## WHAT THE TASK REQUIRES:
Go through the records and report each line holding the string "wall".

## AVAILABLE DATA:
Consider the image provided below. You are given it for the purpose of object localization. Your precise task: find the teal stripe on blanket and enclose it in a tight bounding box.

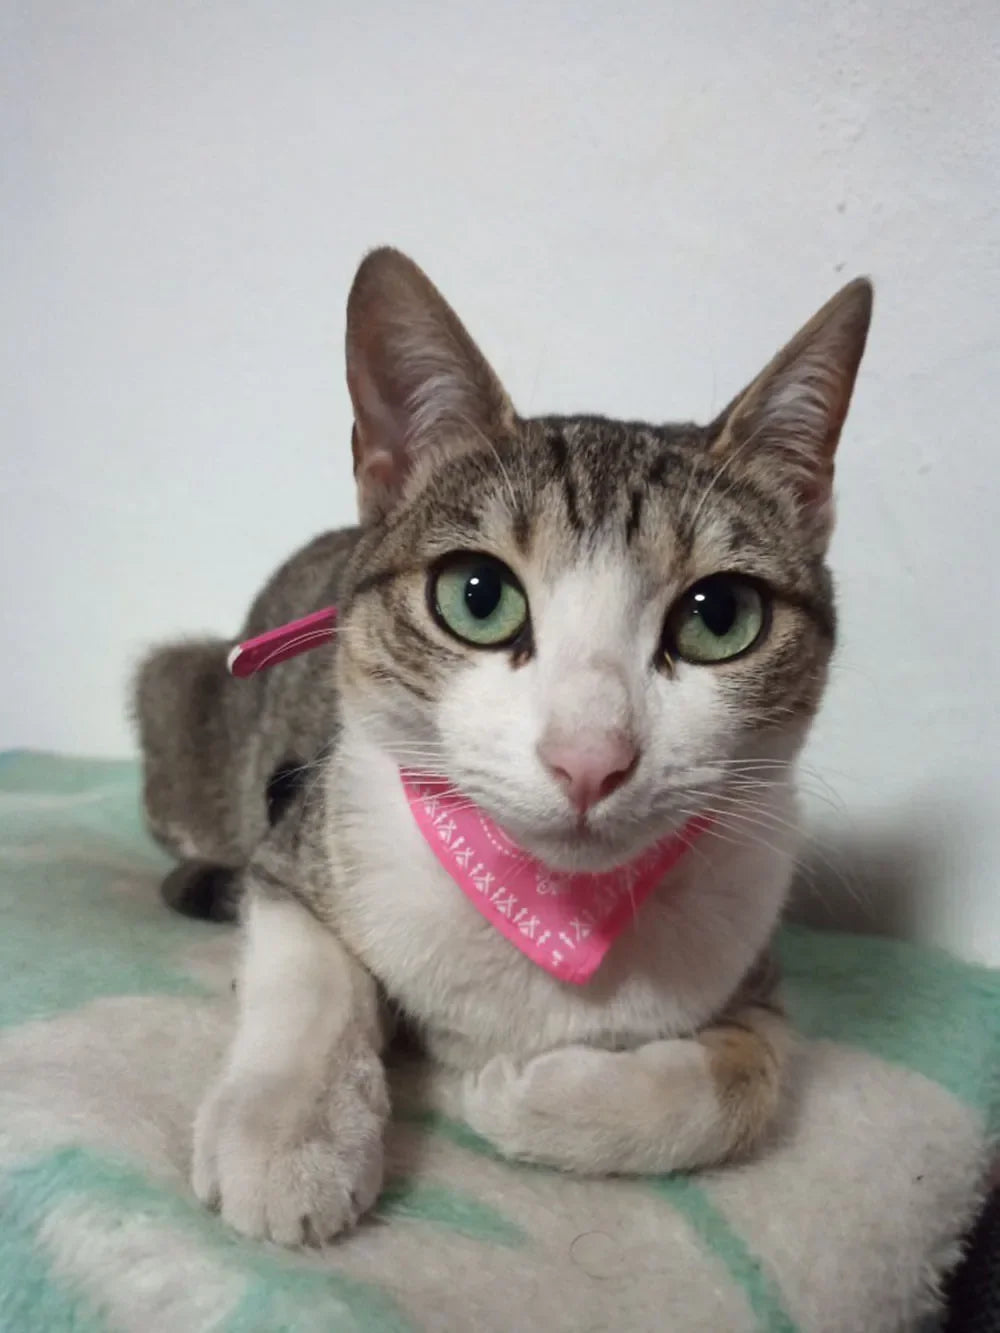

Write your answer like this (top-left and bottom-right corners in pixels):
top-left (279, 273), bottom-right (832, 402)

top-left (0, 754), bottom-right (217, 1028)
top-left (649, 1175), bottom-right (799, 1333)
top-left (0, 857), bottom-right (210, 1028)
top-left (0, 755), bottom-right (158, 858)
top-left (2, 1147), bottom-right (413, 1333)
top-left (0, 1173), bottom-right (107, 1333)
top-left (781, 924), bottom-right (1000, 1136)
top-left (0, 752), bottom-right (139, 797)
top-left (378, 1176), bottom-right (526, 1247)
top-left (412, 1109), bottom-right (794, 1330)
top-left (398, 1109), bottom-right (503, 1158)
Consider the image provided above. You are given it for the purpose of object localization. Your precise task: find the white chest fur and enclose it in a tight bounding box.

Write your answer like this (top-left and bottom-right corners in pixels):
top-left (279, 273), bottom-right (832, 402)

top-left (324, 738), bottom-right (797, 1071)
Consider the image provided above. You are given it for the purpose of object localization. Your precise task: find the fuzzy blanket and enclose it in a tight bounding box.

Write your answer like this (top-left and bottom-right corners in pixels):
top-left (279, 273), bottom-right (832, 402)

top-left (1, 751), bottom-right (998, 1333)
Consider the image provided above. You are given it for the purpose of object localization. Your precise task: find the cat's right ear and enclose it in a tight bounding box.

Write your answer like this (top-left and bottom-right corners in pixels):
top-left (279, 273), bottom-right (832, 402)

top-left (345, 248), bottom-right (515, 523)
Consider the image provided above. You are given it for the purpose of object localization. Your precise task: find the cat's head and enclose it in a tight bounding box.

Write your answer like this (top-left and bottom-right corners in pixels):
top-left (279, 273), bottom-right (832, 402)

top-left (337, 248), bottom-right (871, 872)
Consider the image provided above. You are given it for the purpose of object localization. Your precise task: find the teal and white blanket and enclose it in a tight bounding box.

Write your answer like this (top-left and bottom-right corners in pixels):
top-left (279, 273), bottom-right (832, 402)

top-left (1, 753), bottom-right (998, 1332)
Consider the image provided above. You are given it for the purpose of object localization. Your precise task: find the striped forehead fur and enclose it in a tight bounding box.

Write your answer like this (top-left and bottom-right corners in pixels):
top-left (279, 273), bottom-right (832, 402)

top-left (345, 415), bottom-right (833, 626)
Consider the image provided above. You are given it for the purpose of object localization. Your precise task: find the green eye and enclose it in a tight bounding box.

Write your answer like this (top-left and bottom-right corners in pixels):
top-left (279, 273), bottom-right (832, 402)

top-left (431, 555), bottom-right (529, 648)
top-left (666, 575), bottom-right (767, 665)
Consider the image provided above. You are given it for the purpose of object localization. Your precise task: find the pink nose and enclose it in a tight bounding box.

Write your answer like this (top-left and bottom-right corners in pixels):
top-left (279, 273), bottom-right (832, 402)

top-left (538, 731), bottom-right (639, 814)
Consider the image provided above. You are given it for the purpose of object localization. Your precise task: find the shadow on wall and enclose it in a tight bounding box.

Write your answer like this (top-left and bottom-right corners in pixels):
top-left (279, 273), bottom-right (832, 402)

top-left (785, 803), bottom-right (967, 943)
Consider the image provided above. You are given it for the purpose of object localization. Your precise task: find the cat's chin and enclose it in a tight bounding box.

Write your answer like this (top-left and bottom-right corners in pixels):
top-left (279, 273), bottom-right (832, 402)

top-left (504, 818), bottom-right (683, 876)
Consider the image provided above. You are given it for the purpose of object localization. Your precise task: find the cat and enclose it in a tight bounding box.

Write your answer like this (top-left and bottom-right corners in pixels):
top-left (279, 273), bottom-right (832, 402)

top-left (133, 247), bottom-right (871, 1245)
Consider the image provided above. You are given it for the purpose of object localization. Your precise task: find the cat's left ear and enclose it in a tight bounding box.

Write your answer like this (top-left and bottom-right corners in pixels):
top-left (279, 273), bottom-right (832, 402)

top-left (708, 278), bottom-right (873, 543)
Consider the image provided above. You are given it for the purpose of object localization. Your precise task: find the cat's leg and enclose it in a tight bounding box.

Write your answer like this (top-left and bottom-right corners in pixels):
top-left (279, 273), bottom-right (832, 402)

top-left (192, 883), bottom-right (389, 1243)
top-left (460, 1000), bottom-right (791, 1174)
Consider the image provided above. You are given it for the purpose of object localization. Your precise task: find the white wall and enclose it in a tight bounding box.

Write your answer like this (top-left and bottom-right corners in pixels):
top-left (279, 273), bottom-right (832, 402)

top-left (3, 1), bottom-right (998, 962)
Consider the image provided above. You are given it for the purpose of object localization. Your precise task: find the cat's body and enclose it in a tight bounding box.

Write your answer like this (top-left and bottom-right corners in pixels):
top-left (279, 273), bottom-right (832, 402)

top-left (136, 528), bottom-right (356, 903)
top-left (135, 250), bottom-right (871, 1244)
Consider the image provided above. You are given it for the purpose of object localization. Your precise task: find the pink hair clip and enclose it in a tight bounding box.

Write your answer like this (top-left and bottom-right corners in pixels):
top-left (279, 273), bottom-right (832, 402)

top-left (226, 606), bottom-right (337, 678)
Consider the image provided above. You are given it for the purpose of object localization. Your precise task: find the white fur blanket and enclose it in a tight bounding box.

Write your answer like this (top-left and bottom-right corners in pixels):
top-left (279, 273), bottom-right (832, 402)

top-left (1, 752), bottom-right (997, 1332)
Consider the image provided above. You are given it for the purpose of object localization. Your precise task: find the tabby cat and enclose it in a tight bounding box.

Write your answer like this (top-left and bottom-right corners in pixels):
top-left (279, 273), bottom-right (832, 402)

top-left (134, 248), bottom-right (871, 1244)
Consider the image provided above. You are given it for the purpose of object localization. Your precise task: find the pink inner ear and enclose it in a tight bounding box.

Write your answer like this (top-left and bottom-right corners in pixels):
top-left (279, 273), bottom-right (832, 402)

top-left (361, 448), bottom-right (399, 490)
top-left (344, 250), bottom-right (517, 522)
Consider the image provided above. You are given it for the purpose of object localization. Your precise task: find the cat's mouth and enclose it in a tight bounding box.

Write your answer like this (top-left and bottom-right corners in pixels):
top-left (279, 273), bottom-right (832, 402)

top-left (400, 768), bottom-right (687, 876)
top-left (490, 809), bottom-right (688, 876)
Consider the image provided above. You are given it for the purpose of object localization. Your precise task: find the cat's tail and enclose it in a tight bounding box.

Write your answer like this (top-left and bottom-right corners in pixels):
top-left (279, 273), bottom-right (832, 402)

top-left (131, 638), bottom-right (253, 922)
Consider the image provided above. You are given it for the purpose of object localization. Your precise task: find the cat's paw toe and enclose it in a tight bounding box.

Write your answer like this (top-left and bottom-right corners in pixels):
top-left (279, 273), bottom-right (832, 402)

top-left (460, 1055), bottom-right (529, 1148)
top-left (259, 1133), bottom-right (384, 1246)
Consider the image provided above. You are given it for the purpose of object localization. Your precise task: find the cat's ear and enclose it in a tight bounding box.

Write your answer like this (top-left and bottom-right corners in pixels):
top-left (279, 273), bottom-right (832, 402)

top-left (345, 247), bottom-right (515, 522)
top-left (708, 278), bottom-right (873, 541)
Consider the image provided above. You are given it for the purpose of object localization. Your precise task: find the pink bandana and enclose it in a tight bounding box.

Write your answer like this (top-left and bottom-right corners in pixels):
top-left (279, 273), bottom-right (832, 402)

top-left (402, 773), bottom-right (706, 984)
top-left (229, 608), bottom-right (706, 984)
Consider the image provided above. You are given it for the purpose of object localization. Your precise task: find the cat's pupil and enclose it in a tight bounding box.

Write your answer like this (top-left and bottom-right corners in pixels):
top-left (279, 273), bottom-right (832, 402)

top-left (693, 583), bottom-right (737, 637)
top-left (464, 566), bottom-right (503, 620)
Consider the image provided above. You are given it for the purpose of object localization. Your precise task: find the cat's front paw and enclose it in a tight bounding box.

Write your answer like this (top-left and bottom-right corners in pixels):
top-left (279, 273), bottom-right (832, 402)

## YOUR RESPONSE:
Consider the image provided above. You are given it for the purpose of object localization. Your precise task: find the shadow on wall and enclose it in a tight bounding box.
Consider the image provided above. You are given it for the purpose of object localization. Your precise task: find the white wall and enclose it in a tight bounding box.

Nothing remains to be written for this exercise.